Requirement » From the first line to the last, restate the data word for word.

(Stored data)
**********

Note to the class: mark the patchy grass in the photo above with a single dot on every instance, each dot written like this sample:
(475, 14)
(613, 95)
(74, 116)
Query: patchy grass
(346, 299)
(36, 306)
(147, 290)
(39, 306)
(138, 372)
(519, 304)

**********

Output below »
Note to the class: mark the patchy grass in the photo above with a single dot on every instance, each dot written like this sample:
(475, 14)
(613, 95)
(74, 116)
Query: patchy grass
(346, 299)
(36, 306)
(147, 290)
(39, 306)
(138, 372)
(519, 304)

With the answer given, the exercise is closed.